┌────────

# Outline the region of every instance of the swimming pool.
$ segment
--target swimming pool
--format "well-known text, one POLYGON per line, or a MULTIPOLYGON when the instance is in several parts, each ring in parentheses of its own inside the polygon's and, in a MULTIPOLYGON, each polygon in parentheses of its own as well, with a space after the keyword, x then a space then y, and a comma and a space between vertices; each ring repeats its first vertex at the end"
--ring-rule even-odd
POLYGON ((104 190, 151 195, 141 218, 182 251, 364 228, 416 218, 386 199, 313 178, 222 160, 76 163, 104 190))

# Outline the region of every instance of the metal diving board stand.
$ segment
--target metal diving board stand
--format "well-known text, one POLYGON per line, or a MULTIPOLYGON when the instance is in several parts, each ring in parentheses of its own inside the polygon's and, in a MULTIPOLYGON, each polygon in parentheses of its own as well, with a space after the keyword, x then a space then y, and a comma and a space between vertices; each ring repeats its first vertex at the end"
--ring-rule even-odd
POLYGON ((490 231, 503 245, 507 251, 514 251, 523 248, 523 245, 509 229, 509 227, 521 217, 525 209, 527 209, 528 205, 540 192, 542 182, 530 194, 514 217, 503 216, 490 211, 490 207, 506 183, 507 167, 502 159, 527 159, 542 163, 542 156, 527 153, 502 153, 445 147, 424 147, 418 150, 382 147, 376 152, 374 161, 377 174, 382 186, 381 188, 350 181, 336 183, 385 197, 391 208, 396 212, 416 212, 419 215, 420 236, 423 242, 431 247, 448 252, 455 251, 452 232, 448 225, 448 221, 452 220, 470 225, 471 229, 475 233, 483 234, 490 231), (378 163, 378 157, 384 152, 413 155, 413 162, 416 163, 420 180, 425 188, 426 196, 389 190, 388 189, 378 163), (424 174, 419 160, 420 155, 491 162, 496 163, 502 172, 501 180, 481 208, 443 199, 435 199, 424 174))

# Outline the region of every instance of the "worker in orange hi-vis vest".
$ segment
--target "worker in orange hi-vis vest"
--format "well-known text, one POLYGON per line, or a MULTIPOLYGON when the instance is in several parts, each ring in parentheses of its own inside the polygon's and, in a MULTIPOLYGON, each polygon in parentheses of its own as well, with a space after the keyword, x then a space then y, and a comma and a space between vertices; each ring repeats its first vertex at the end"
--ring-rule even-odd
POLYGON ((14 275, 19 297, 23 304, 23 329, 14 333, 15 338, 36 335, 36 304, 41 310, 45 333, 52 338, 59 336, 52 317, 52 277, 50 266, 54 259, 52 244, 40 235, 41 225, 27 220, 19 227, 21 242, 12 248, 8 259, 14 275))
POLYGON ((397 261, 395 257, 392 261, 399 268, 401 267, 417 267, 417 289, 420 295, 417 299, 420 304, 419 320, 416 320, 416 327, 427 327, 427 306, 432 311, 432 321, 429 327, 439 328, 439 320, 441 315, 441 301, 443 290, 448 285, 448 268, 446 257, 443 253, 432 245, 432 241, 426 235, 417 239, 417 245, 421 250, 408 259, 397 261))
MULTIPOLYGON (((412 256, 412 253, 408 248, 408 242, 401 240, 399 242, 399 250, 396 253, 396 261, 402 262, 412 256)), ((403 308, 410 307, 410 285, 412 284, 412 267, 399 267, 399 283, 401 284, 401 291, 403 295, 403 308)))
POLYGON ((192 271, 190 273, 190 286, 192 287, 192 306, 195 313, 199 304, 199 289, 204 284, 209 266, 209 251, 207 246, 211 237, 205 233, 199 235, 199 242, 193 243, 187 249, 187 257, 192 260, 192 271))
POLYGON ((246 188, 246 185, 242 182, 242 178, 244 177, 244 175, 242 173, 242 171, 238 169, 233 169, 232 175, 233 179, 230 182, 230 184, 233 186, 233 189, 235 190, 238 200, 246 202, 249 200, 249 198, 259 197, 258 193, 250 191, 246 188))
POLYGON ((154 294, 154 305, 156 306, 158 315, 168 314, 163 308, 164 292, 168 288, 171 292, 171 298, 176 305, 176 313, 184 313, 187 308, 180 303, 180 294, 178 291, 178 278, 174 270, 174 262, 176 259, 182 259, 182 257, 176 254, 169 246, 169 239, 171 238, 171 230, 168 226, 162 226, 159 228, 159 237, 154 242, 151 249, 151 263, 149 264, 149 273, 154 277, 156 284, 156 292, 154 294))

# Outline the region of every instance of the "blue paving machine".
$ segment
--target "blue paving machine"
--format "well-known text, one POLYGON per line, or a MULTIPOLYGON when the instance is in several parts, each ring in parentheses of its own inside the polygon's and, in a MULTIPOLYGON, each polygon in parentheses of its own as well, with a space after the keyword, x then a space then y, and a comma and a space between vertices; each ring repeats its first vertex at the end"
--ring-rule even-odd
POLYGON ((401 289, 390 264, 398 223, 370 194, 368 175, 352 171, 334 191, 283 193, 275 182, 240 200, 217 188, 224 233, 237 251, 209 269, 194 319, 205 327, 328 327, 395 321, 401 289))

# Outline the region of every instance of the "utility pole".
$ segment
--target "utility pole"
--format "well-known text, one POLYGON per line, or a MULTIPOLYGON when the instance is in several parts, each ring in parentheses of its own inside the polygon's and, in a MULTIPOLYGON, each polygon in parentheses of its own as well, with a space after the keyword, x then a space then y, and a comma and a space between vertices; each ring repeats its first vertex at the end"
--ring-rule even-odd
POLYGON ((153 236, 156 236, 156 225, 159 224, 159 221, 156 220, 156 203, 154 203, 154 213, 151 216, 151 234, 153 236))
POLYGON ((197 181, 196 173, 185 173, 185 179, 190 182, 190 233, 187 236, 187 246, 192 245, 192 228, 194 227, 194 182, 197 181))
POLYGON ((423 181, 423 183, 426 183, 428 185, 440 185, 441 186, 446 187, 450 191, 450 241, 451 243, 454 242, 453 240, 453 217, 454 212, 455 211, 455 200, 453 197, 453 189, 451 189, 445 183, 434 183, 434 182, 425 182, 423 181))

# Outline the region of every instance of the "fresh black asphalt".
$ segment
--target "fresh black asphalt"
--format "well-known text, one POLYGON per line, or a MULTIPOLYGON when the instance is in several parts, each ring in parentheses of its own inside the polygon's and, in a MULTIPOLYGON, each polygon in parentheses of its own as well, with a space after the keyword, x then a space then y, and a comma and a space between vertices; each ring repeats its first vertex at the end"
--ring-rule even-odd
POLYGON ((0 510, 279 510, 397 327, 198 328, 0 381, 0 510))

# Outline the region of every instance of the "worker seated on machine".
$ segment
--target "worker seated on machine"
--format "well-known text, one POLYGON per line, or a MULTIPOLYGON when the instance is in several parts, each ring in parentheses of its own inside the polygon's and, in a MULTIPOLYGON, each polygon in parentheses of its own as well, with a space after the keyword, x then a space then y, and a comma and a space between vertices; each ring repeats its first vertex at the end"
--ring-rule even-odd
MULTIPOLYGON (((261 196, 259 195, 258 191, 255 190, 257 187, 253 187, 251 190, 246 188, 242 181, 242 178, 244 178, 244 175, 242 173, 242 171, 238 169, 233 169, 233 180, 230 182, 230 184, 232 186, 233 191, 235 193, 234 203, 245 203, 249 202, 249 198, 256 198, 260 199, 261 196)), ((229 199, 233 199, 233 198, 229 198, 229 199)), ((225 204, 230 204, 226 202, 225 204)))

└────────

INSTRUCTION - Starting at the beginning of the records and continuing through the line with "POLYGON ((104 190, 151", rewrite those lines with "swimming pool" replaced by "outdoor pool" and nothing else changed. Give only those lines.

ANSWER -
# Outline the region of every instance of the outdoor pool.
$ segment
--target outdoor pool
--format "well-known text, one POLYGON per line, or a MULTIPOLYGON when the instance is in several parts, each ring in parentheses of its own inside the polygon's and, in a MULTIPOLYGON, each polygon in parentheses of its own as well, with a space after the keyword, x then a space then y, and a comma and a space between vertices; each ring repeats its first vertex at the end"
--ring-rule even-odd
POLYGON ((104 190, 151 195, 141 218, 182 251, 364 228, 416 218, 386 199, 313 178, 222 160, 76 163, 104 190))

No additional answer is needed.